## Working data
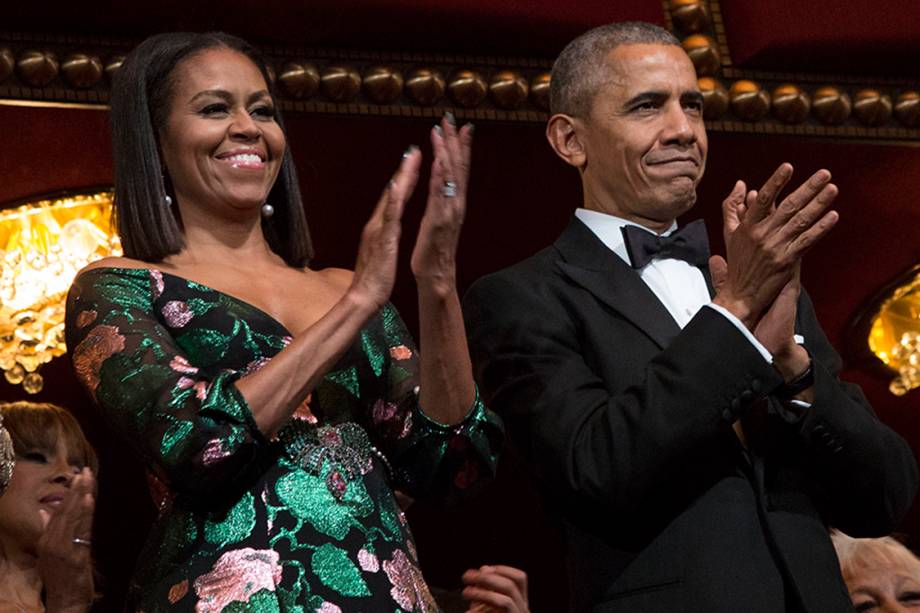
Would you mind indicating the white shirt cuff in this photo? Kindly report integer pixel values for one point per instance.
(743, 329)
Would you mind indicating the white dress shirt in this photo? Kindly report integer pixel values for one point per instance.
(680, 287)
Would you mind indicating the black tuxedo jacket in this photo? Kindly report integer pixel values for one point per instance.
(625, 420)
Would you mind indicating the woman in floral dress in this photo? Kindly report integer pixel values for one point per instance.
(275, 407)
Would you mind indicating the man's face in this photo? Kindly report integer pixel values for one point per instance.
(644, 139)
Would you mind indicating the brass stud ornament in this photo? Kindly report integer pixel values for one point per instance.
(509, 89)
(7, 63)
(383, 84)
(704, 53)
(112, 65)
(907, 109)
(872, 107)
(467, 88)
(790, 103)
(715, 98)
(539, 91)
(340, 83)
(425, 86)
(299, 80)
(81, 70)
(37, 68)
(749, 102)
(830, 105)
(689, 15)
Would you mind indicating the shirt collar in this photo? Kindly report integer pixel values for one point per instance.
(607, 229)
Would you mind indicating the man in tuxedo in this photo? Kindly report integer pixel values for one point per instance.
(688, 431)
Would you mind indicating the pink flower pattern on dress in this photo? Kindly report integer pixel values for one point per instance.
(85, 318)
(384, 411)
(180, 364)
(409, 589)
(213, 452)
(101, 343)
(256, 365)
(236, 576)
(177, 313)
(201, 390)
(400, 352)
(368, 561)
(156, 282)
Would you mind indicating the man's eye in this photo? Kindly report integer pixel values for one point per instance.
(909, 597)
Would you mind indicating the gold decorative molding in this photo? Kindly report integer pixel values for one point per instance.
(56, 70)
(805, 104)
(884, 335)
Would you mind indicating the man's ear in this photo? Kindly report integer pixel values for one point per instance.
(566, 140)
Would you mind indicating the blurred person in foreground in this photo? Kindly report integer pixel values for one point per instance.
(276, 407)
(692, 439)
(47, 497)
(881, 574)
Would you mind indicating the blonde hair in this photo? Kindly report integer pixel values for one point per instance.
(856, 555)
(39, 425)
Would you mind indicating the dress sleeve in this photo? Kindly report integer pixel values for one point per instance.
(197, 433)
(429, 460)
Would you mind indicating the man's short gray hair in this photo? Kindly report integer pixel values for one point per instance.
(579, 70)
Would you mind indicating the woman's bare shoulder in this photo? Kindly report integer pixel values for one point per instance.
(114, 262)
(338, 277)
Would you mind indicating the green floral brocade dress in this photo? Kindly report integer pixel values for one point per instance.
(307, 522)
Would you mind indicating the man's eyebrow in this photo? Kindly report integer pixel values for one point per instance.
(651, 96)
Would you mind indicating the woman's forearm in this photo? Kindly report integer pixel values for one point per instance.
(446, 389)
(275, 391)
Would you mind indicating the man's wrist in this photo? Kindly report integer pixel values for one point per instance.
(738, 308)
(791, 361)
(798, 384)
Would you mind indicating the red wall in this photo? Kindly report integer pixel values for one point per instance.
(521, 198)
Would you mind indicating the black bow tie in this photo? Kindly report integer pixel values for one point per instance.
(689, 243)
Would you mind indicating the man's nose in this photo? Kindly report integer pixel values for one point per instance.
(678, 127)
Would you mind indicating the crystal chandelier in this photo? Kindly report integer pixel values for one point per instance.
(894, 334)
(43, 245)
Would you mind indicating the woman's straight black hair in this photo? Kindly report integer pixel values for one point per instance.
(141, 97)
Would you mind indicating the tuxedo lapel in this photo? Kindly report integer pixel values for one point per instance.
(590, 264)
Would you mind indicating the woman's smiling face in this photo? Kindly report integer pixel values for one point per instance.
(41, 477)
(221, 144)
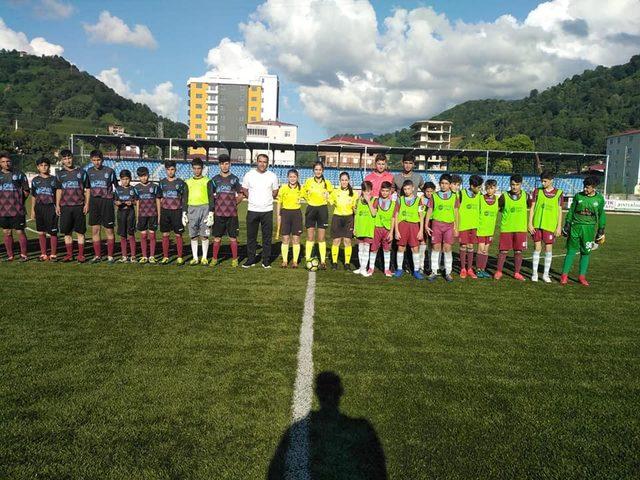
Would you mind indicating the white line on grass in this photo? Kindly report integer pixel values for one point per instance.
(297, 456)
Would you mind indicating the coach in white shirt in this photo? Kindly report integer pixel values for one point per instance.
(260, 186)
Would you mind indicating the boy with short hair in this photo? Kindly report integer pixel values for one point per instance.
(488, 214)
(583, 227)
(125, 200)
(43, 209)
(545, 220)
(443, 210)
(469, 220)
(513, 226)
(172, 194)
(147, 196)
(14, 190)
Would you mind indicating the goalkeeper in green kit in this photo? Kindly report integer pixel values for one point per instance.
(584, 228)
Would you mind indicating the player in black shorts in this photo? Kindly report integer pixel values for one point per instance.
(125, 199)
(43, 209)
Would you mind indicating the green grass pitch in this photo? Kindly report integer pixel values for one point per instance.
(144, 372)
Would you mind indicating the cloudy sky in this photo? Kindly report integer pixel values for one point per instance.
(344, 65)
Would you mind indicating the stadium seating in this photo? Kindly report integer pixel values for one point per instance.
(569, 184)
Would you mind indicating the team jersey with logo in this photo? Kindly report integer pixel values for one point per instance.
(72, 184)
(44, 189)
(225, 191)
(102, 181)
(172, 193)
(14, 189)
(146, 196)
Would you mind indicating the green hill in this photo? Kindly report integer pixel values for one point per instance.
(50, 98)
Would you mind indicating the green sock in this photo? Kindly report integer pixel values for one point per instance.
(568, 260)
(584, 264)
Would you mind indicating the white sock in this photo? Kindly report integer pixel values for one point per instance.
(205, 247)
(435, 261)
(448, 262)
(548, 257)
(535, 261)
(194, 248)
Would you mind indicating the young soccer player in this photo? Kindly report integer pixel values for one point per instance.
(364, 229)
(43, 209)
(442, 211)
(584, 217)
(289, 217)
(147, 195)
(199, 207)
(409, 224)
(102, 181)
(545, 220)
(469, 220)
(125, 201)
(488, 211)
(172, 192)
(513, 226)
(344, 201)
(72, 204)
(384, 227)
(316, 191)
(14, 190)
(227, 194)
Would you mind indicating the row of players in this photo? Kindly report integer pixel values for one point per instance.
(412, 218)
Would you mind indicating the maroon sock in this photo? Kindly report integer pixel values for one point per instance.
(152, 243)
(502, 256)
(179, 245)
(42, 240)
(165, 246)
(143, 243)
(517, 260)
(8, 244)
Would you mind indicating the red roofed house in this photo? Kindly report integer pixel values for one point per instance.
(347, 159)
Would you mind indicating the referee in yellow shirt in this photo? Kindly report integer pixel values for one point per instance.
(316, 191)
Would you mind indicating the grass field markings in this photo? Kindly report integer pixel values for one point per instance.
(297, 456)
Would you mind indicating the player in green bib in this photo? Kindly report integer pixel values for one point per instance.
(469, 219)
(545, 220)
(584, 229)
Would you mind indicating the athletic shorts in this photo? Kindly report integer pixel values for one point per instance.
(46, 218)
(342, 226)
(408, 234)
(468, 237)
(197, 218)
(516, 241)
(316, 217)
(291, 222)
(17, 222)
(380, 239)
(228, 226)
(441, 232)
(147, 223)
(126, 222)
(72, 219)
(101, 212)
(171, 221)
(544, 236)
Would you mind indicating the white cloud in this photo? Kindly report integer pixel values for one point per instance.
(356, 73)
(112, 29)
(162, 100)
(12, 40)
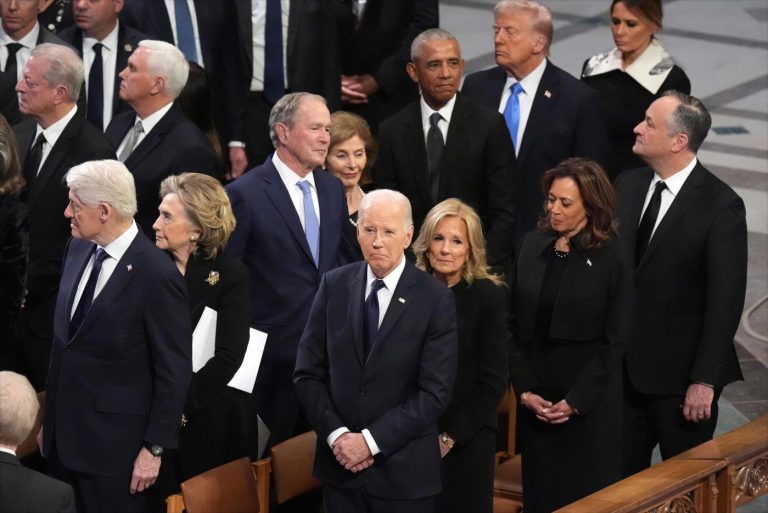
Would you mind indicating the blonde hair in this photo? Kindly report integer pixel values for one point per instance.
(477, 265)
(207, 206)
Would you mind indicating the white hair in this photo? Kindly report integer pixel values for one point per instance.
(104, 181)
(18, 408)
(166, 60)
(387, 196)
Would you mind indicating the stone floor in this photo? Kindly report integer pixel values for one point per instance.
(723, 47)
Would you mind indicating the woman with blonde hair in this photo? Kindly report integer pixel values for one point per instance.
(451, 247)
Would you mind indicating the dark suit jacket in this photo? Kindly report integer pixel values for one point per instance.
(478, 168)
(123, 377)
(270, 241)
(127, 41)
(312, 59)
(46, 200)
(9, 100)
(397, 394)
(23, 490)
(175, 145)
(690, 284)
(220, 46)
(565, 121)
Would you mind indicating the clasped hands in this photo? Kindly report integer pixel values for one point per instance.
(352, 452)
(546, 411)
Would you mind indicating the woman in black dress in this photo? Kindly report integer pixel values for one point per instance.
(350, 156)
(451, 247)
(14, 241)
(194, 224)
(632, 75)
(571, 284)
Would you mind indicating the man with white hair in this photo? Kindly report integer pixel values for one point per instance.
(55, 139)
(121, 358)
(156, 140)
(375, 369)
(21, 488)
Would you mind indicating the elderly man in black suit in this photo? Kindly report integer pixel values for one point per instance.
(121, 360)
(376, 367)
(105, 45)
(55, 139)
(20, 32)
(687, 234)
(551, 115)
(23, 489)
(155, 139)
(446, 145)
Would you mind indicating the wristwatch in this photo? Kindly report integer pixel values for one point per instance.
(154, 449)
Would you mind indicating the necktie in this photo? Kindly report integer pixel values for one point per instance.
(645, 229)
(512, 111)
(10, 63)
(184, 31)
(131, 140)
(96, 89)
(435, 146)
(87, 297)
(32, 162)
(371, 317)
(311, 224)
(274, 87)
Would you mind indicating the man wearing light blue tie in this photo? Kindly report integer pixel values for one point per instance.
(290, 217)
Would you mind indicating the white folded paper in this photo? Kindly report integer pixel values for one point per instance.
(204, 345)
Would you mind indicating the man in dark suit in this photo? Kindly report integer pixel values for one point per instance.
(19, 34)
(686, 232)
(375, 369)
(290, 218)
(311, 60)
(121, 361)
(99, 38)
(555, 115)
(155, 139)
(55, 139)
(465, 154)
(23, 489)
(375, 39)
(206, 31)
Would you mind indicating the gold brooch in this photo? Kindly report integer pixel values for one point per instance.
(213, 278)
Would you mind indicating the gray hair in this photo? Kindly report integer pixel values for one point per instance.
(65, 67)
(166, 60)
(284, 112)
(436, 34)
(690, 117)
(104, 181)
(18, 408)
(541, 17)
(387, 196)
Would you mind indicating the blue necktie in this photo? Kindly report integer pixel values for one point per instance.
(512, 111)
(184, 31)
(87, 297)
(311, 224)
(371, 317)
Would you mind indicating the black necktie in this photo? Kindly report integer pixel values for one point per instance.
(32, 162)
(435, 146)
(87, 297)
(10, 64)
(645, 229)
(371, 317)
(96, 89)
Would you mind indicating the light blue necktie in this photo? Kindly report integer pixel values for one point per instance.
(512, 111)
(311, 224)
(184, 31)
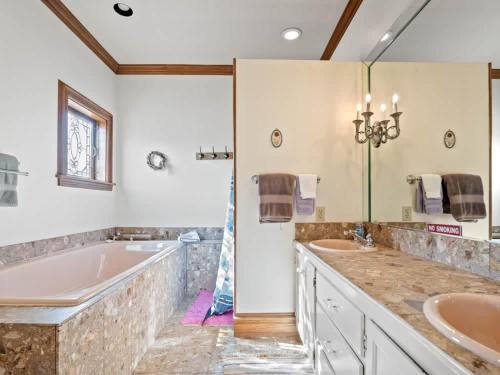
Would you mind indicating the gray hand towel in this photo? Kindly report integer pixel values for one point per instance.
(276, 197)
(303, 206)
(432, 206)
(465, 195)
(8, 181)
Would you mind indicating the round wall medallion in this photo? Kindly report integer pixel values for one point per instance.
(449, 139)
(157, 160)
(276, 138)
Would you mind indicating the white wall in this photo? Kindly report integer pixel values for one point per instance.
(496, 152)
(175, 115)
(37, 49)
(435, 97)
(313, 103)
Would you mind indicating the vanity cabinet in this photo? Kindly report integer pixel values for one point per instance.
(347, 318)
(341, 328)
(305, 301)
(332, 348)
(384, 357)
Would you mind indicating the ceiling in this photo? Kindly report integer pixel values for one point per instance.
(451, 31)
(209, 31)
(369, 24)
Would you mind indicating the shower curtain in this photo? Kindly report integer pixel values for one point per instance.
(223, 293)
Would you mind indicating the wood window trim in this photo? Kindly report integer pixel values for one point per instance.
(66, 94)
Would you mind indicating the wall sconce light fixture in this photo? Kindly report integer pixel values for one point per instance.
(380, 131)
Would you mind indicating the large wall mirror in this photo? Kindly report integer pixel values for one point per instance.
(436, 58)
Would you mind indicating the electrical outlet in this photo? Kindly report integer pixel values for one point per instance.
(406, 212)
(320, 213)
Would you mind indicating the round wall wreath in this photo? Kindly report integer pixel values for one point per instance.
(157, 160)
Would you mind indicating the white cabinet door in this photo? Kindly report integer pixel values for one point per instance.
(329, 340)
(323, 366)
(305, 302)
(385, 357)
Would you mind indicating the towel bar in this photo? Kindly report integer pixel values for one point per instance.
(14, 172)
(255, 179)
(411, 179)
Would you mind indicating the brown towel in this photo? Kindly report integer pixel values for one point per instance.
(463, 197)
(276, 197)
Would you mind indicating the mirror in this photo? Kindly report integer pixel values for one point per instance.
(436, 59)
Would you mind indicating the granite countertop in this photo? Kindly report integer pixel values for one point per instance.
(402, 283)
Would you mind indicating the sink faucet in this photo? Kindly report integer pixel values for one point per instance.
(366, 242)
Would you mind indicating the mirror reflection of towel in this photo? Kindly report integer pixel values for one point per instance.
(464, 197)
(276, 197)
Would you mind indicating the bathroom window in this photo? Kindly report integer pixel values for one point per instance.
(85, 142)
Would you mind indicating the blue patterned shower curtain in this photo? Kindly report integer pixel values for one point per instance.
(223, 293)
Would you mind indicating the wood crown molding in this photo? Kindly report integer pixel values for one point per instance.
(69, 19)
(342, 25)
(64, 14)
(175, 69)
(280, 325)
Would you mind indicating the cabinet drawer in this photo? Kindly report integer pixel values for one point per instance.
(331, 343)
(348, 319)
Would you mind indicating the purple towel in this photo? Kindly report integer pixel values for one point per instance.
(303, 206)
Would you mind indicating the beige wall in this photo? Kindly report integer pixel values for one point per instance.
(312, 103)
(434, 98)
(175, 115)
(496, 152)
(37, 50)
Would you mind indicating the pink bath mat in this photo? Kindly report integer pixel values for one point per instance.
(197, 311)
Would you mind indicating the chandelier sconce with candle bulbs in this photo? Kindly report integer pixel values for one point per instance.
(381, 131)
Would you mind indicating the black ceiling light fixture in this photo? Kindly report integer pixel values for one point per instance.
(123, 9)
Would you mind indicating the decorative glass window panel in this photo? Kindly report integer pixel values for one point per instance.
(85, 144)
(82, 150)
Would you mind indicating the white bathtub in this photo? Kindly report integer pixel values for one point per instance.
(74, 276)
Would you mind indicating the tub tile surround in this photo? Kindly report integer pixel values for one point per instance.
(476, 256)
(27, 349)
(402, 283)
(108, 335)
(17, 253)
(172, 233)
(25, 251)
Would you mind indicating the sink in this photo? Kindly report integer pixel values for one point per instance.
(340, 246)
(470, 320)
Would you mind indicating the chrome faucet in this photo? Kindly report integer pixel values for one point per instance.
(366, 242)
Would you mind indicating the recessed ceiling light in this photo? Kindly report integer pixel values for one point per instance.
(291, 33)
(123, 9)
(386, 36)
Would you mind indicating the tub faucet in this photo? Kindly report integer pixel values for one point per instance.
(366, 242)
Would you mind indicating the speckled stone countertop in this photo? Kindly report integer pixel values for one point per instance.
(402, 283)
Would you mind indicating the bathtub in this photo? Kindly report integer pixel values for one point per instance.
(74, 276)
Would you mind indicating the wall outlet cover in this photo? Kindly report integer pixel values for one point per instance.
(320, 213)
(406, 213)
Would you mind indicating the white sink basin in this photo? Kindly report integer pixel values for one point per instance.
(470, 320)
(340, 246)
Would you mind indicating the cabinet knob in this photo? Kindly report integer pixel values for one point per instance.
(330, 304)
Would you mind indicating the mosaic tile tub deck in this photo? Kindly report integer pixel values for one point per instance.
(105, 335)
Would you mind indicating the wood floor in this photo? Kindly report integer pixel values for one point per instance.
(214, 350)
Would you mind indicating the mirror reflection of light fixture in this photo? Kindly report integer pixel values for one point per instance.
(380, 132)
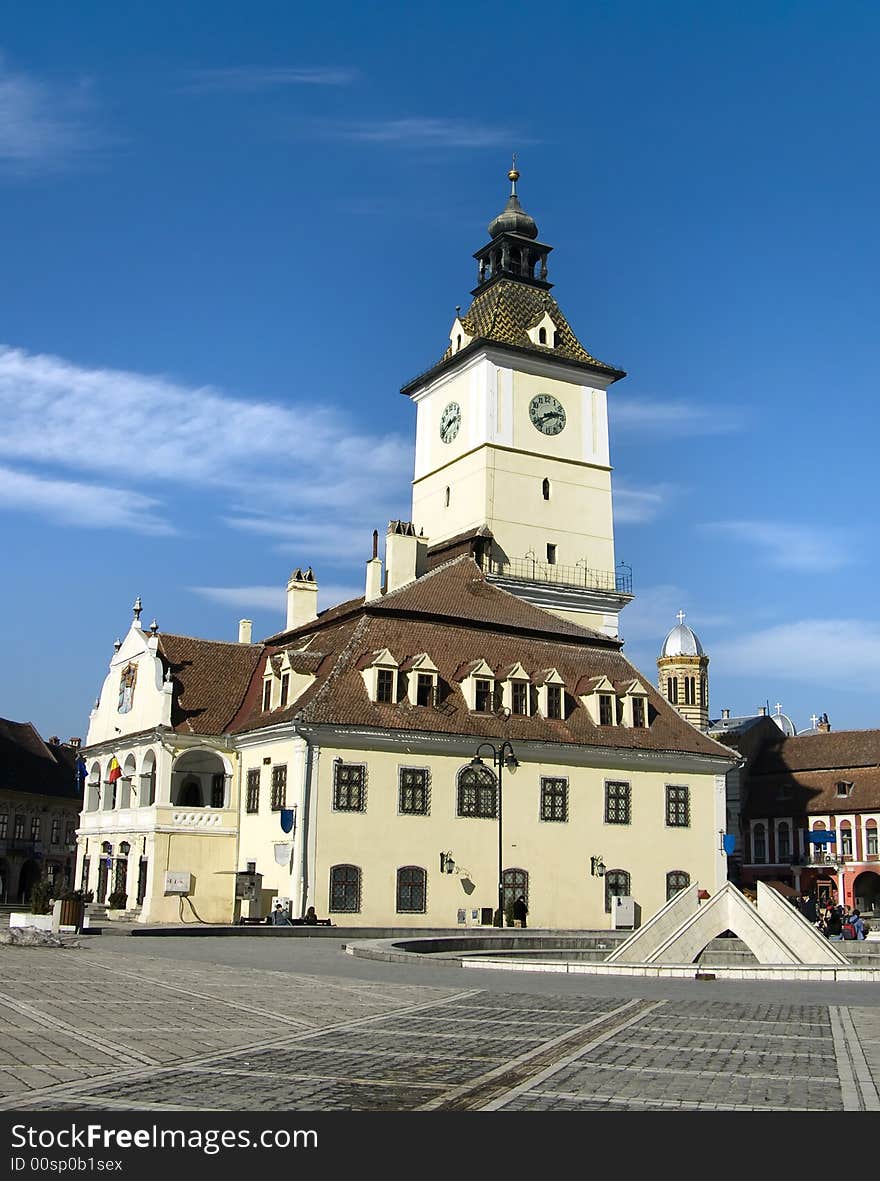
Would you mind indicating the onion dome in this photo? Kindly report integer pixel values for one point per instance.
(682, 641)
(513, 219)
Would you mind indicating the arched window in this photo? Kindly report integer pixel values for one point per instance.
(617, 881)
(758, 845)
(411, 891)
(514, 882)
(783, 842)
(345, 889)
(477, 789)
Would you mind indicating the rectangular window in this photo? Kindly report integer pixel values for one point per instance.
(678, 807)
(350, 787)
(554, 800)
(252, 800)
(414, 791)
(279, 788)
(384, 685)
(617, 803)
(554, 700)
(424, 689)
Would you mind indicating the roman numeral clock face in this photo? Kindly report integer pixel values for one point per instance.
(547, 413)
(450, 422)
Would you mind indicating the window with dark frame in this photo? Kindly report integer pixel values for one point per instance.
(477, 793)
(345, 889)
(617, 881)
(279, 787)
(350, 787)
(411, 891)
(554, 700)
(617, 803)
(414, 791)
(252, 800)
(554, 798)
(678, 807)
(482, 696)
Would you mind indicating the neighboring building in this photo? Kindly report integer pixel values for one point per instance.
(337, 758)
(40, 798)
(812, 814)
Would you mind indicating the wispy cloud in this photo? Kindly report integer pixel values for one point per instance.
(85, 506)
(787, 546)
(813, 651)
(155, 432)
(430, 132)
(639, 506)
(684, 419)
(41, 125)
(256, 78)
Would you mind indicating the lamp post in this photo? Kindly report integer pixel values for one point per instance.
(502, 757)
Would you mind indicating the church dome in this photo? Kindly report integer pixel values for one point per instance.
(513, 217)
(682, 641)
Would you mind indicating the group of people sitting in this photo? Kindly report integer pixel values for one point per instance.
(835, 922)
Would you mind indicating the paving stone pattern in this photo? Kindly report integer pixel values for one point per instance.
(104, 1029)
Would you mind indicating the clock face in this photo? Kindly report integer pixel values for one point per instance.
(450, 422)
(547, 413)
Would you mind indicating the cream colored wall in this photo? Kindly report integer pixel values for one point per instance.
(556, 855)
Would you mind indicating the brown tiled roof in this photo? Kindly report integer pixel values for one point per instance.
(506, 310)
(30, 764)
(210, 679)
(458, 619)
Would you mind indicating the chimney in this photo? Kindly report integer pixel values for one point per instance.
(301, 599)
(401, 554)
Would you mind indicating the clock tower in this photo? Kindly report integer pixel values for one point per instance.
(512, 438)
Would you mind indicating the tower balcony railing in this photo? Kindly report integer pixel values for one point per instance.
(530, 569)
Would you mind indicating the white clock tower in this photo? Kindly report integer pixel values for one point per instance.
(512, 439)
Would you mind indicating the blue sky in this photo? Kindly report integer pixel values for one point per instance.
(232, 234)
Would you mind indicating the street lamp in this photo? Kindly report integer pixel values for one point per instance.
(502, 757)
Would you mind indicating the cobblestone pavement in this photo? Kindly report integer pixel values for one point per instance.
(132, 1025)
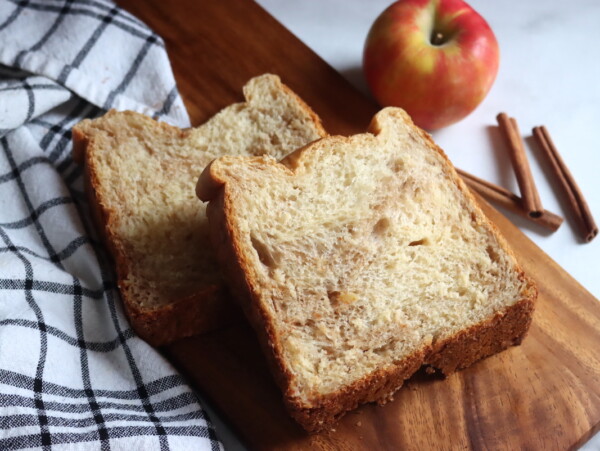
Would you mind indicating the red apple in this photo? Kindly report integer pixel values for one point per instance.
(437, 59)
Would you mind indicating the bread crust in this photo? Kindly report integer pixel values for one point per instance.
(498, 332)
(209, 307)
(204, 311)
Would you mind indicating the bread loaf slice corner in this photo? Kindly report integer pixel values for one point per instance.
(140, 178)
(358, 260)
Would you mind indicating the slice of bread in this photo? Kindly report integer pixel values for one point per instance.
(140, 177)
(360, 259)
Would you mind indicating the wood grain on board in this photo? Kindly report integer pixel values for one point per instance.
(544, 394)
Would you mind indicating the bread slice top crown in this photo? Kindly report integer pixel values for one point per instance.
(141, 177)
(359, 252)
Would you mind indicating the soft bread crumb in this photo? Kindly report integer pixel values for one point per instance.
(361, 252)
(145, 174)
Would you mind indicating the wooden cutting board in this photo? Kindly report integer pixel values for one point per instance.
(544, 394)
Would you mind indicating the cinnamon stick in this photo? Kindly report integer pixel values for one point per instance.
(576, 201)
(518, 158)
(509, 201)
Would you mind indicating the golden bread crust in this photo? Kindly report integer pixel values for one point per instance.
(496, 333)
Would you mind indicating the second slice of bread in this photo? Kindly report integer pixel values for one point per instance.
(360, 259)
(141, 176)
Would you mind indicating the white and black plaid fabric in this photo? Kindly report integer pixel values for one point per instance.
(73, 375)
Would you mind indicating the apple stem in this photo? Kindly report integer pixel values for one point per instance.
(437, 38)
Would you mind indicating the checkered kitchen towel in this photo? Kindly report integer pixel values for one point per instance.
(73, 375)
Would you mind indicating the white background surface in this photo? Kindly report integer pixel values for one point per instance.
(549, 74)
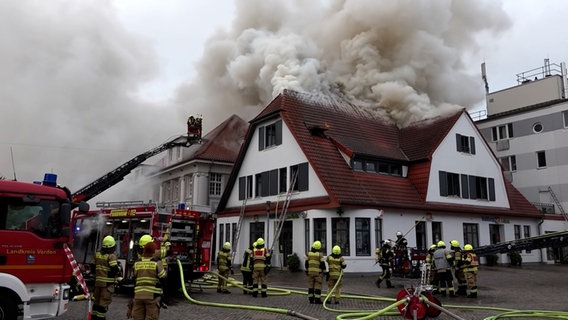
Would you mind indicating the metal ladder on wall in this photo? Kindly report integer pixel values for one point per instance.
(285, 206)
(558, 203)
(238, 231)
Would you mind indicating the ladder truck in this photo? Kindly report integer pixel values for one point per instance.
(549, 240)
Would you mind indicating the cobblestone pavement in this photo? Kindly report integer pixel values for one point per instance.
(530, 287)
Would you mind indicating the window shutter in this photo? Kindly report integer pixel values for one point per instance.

## Exercise prompt
Skip all pictures. Write out only the lines from the one containing "Would you mind indicating the wooden" to the end of the listing above, inclusive, exactly as given.

## Task solution
Would you mind indicating the wooden cutting board in this photo? Kindly report integer pixel values for one point per instance.
(544, 394)
Would you mind indicating the cinnamon stick in this photo? Kindly report integer pixel values for one point per instance.
(576, 201)
(518, 158)
(509, 201)
Would you mind indicating the golden bread crust in this photo? Kindly report integer pixel values for one point per instance.
(496, 333)
Would you mind indicating the second slice of bread in this photo? Kindly report integer pixel values for one point per instance.
(360, 259)
(141, 176)
Would you mind indicating the white and black plaid fabric in this photo? Kindly report integer pixel values for one point per instance.
(73, 375)
Would you mind indicating the apple stem in this photo? Kindly report integer pixel values for one point per instance.
(437, 38)
Would you mind indicating the checkered kitchen towel in this photo? Kindly report integer pixel values for one point per instance.
(73, 375)
Would you mind indicating the white background surface in this photo? Kindly report integer pixel values for one point per instance.
(549, 74)
Would you mind indicating the metal ladder on wall in this photo? Kindly report integer pixel values for one point per instance.
(285, 206)
(558, 203)
(238, 231)
Would you mind indicating the ladder truck in this photo? Kindly report integer pixel values for one point per instance.
(549, 240)
Would you mind indicating the cobblestone pavement in this photo? Kindly report integer pixel values for one point per instance.
(530, 287)
Would you mind indicating the window shutter in this photo? Kindly report integer pixel values for one point per instance.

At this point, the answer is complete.